» **Rows that point to named objects**:
· · · · ·
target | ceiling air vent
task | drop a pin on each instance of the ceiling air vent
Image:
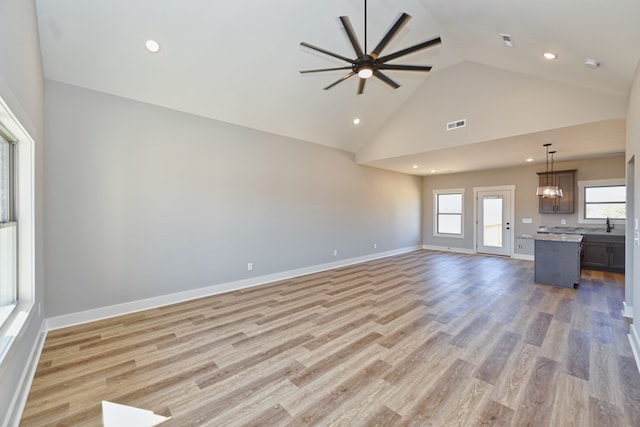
(457, 124)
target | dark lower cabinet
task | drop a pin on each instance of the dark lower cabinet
(603, 253)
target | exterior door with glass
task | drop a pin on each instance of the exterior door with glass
(494, 222)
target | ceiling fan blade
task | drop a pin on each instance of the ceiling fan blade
(325, 69)
(326, 52)
(340, 80)
(346, 23)
(386, 79)
(404, 67)
(409, 50)
(390, 34)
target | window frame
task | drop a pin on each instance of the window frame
(436, 213)
(8, 230)
(24, 214)
(583, 185)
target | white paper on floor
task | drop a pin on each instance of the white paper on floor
(117, 415)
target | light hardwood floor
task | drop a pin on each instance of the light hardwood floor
(425, 338)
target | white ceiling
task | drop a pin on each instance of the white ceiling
(238, 62)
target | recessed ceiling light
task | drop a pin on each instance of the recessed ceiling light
(592, 63)
(152, 46)
(506, 38)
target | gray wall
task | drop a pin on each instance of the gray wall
(144, 201)
(21, 87)
(632, 294)
(525, 180)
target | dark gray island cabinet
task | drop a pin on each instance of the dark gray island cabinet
(557, 259)
(604, 252)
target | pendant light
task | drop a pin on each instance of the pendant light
(549, 190)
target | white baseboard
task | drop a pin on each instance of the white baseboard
(627, 310)
(635, 344)
(523, 257)
(449, 249)
(72, 319)
(24, 387)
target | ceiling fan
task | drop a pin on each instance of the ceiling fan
(367, 65)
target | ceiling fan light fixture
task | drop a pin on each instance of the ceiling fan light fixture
(365, 73)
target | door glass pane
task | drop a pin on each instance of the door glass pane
(492, 221)
(4, 180)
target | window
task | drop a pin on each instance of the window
(8, 231)
(603, 199)
(448, 215)
(17, 238)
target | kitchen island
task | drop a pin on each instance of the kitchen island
(557, 259)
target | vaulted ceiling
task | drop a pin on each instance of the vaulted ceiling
(239, 62)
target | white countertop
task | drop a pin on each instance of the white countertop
(570, 238)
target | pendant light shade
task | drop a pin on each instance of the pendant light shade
(550, 189)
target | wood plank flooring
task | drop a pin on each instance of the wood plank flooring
(424, 338)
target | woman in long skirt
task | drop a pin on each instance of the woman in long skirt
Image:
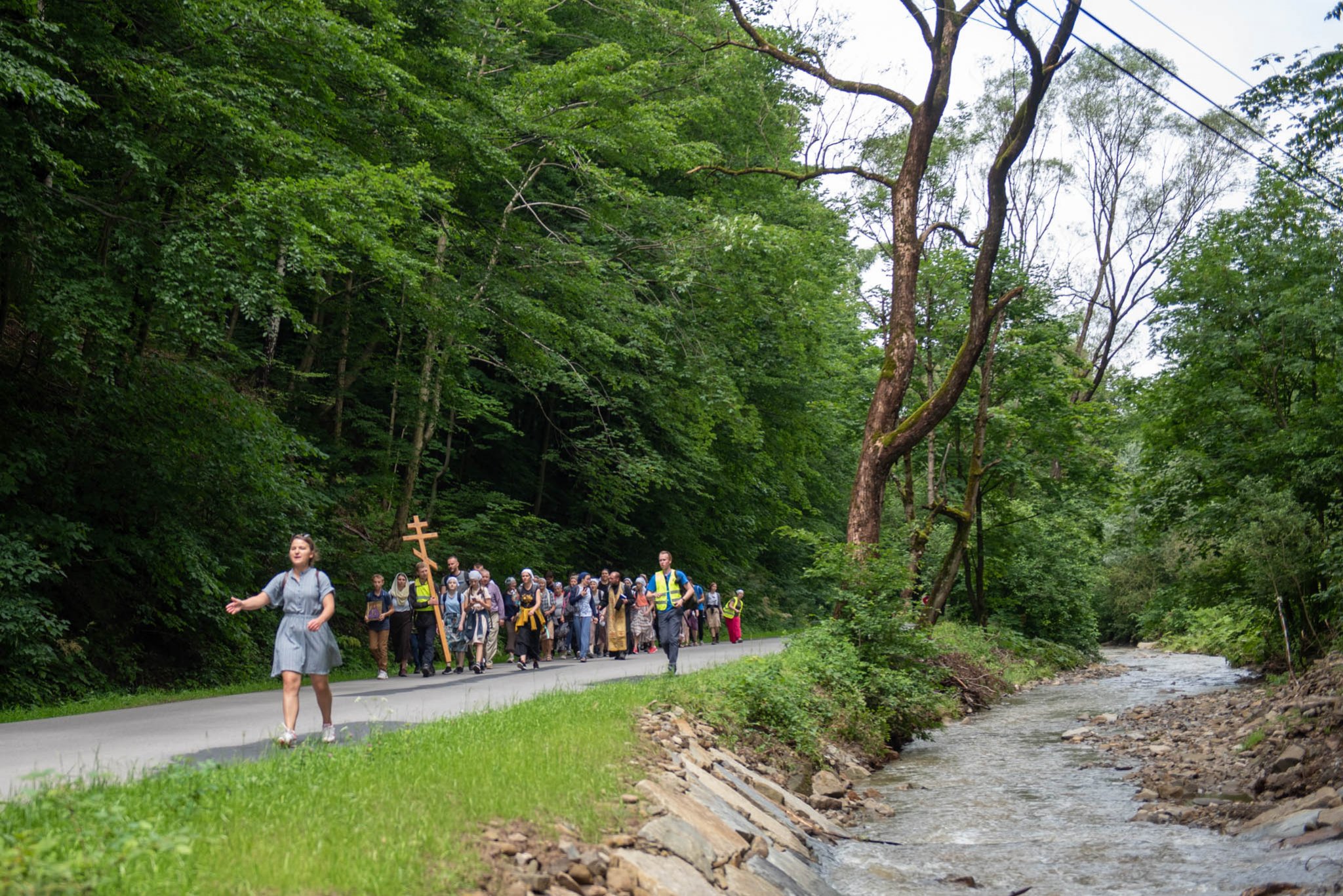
(641, 622)
(476, 618)
(452, 604)
(304, 642)
(529, 622)
(402, 622)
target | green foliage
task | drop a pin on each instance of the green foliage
(1230, 527)
(1243, 634)
(250, 254)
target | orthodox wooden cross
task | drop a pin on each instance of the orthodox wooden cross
(421, 536)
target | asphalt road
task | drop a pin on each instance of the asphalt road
(123, 742)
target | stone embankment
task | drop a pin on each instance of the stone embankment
(704, 821)
(1260, 762)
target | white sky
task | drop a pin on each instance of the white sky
(883, 45)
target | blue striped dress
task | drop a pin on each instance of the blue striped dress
(297, 649)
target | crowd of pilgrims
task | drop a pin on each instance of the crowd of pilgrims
(536, 618)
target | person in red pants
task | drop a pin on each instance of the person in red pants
(732, 615)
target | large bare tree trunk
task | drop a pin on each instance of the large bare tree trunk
(422, 433)
(950, 570)
(343, 362)
(271, 336)
(418, 440)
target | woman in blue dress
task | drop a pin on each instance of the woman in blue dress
(304, 642)
(452, 605)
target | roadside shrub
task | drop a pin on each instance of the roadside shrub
(1240, 632)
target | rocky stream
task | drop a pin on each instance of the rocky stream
(1057, 790)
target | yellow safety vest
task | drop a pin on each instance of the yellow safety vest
(664, 587)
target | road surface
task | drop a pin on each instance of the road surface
(123, 742)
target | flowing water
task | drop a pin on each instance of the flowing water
(1002, 800)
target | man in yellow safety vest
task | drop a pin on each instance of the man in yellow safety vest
(670, 591)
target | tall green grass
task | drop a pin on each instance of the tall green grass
(399, 813)
(394, 815)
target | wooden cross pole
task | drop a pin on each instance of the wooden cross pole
(421, 536)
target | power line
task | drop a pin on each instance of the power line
(1193, 117)
(1254, 130)
(1204, 52)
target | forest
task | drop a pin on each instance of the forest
(578, 282)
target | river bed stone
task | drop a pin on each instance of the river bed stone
(1012, 805)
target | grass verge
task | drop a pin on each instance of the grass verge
(399, 811)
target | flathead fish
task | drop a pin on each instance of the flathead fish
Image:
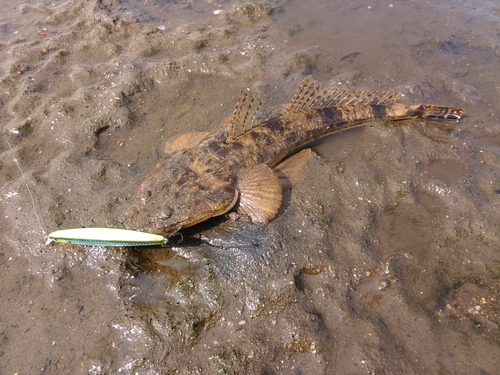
(244, 164)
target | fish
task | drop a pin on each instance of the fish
(246, 163)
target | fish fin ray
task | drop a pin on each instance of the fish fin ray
(311, 96)
(183, 142)
(292, 169)
(260, 193)
(249, 113)
(436, 111)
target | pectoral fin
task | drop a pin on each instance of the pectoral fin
(260, 193)
(183, 142)
(291, 170)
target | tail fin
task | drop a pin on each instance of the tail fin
(436, 111)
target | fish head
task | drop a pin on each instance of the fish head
(178, 193)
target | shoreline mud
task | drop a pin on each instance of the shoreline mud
(383, 260)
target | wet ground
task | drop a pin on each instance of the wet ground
(383, 260)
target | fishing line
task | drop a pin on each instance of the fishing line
(30, 193)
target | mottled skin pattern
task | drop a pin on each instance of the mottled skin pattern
(192, 185)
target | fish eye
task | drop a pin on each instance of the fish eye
(165, 214)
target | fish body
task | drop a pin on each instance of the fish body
(243, 164)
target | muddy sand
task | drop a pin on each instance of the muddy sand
(384, 259)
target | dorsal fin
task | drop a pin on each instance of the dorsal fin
(310, 96)
(250, 112)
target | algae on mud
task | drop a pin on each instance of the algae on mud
(383, 260)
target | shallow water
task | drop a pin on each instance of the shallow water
(384, 259)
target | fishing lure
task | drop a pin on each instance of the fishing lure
(106, 237)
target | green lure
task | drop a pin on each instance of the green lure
(106, 237)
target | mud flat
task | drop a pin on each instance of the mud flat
(384, 259)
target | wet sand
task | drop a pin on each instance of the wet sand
(384, 259)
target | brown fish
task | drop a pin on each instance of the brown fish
(242, 164)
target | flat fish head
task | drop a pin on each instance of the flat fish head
(178, 193)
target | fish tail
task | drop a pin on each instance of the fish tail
(436, 111)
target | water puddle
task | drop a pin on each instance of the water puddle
(384, 258)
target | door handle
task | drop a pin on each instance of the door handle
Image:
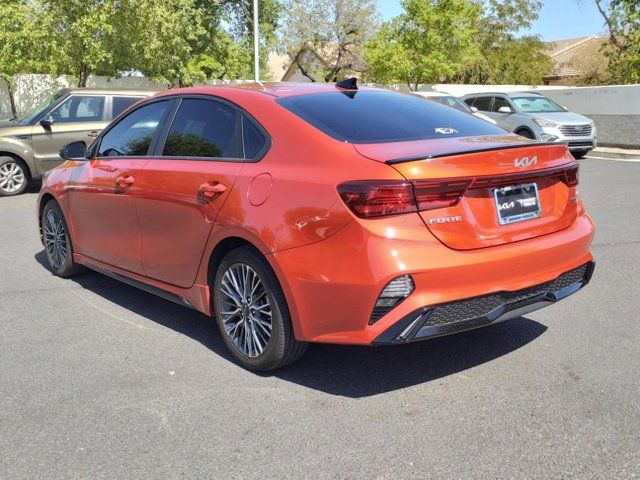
· · · · ·
» **Written problem**:
Change "drop a pin on" to "mark" throughout all the rows above and give them back with everything else the same. Leave the pictures out of your answer.

» **Task solution**:
target | ceiling air vent
task | mark each instance of the ceiling air vent
Image:
(457, 124)
target | dark lower cabinet
task | mark each instance of the dark lower cabinet
(603, 253)
target | exterior door with glass
task | mark each instance of the exterior door with glass
(494, 222)
target | ceiling fan blade
task | mark each instance of the ceiling fan blade
(325, 69)
(326, 52)
(340, 80)
(346, 23)
(386, 79)
(404, 67)
(409, 50)
(390, 34)
target | window frame
task | mark each instance of the window frame
(436, 213)
(8, 230)
(24, 214)
(583, 185)
target | white paper on floor
task | mark each instance of the white paper on floor
(117, 415)
target | light hardwood floor
task | mark each instance of the light hardwood floor
(425, 338)
target | white ceiling
task | mark each instance of the white ceiling
(238, 62)
target | recessed ceiling light
task | mark each instance of the recessed ceiling light
(592, 63)
(152, 46)
(506, 38)
target | gray wall
task | mark each instance of the gray wall
(144, 201)
(21, 87)
(632, 294)
(525, 180)
target | dark gray island cabinet
task | mark each instance of the dark gray island cabinet
(557, 259)
(604, 252)
target | pendant light
task | mark each instance of the pendant light
(549, 190)
target | white baseboard
task | mark each instance of the white baseboard
(627, 310)
(635, 344)
(523, 257)
(449, 249)
(72, 319)
(24, 387)
target | ceiling fan
task | mark each instance of the ceiling fan
(367, 65)
target | ceiling fan light fixture
task | mark each instance of the ceiling fan light fixture
(365, 73)
target | door glass pane
task | mark each instance of the door glass pane
(492, 221)
(4, 180)
target | window
task | mark each instance of the window
(8, 231)
(603, 199)
(448, 215)
(17, 238)
target | kitchen island
task | mark each instance of the kitchen island
(557, 259)
target | vaulted ceiling
task | mark each instance of the vaulted ceiling
(239, 62)
target | white countertop
task | mark each instance of the white countertop
(570, 238)
target | pendant light shade
task | mark each instance of the pendant light shade
(550, 189)
target | wood plank flooring
task | mark each instance of the wood plank flooring
(424, 338)
target | woman in long skirt
task | mark each instance of the woman in long skirt
Image:
(641, 622)
(476, 618)
(452, 604)
(304, 642)
(529, 622)
(402, 622)
target | green foliage
task | mark each instance of the green foliage
(1230, 527)
(1243, 634)
(250, 254)
target | orthodox wooden cross
task | mark each instance of the orthodox wooden cross
(421, 536)
target | asphalt road
task | mark each instance of the asphalt road
(123, 742)
target | stone embankment
task | mark each instance of the stone embankment
(704, 821)
(1260, 762)
target | white sky
task | mark each instance of the white sky
(883, 45)
target | blue striped dress
task | mark each instance of the blue striped dress
(297, 649)
target | crowd of pilgrims
task | mark each instance of the crowd of pilgrims
(536, 618)
target | person in red pants
task | mark each instance of the person in red pants
(732, 615)
target | large bare tree trunk
task | mark each instance of the large bare tree trunk
(422, 433)
(950, 570)
(343, 362)
(271, 336)
(418, 440)
target | woman in blue dress
task | mark each instance of the woman in blue dress
(304, 642)
(452, 605)
target | roadside shrub
task | mark each instance of the roadside shrub
(1240, 632)
target | rocky stream
task | mark each instance of the rocky stream
(1057, 790)
target | yellow safety vest
task | mark each instance of the yellow safety vest
(664, 587)
target | road surface
task | mark each instance of the road surface
(123, 742)
target | flowing water
task | mark each instance of the flowing water
(1002, 800)
target | man in yellow safety vest
task | mark each instance of the man in yellow safety vest
(670, 591)
target | tall green grass
task | mark each instance of the tall green grass
(399, 813)
(394, 815)
target | wooden cross pole
task | mark each instance of the wooden cross pole
(421, 536)
target | power line
task | mark each instance of the power line
(1193, 117)
(1254, 130)
(1204, 52)
target | forest
task | mark each instance of the forest
(578, 282)
target | river bed stone
task | mark each instance of the river bed stone
(1012, 805)
target | grass verge
task | mark each instance of the grass verge
(399, 811)
target | flathead fish
task | mark each instance of the flathead fish
Image:
(244, 164)
target | fish
task | mark each instance of the fish
(246, 163)
target | fish fin ray
task | mark each instance of the fish fin ray
(311, 96)
(183, 142)
(292, 169)
(260, 193)
(249, 113)
(436, 111)
target | pectoral fin
task | mark each instance of the pectoral fin
(260, 193)
(183, 142)
(291, 170)
target | tail fin
task | mark each instance of the tail fin
(436, 111)
target | fish head
task | mark each instance of the fish head
(178, 193)
target | shoreline mud
task | mark each instance of the shoreline mud
(383, 260)
target | wet ground
task | mark each instance of the wet ground
(383, 260)
target | fishing line
task | mark each instance of the fishing line
(30, 193)
target | mottled skin pattern
task | mark each instance of the mottled skin pattern
(192, 185)
target | fish eye
task | mark each instance of the fish eye
(165, 214)
target | fish body
task | mark each instance of the fish body
(243, 164)
target | muddy sand
task | mark each instance of the muddy sand
(384, 259)
target | dorsal fin
task | mark each instance of the dorsal fin
(310, 96)
(250, 112)
target | algae on mud
task | mark each instance of the algae on mud
(383, 260)
target | shallow water
task | mark each instance of the shallow water
(384, 259)
target | fishing lure
task | mark each instance of the fishing lure
(106, 237)
target | green lure
task | mark each instance of the green lure
(106, 237)
target | mud flat
task | mark each instance of the mud flat
(384, 259)
target | wet sand
task | mark each instance of the wet sand
(384, 259)
target | brown fish
task | mark each instance of the brown fish
(242, 164)
target | flat fish head
task | mark each instance of the flat fish head
(178, 193)
target | fish tail
task | mark each instance of the fish tail
(436, 111)
target | water puddle
task | mark each instance of the water puddle
(384, 258)
target | door handle
task | mark each instance of the door handle
Image:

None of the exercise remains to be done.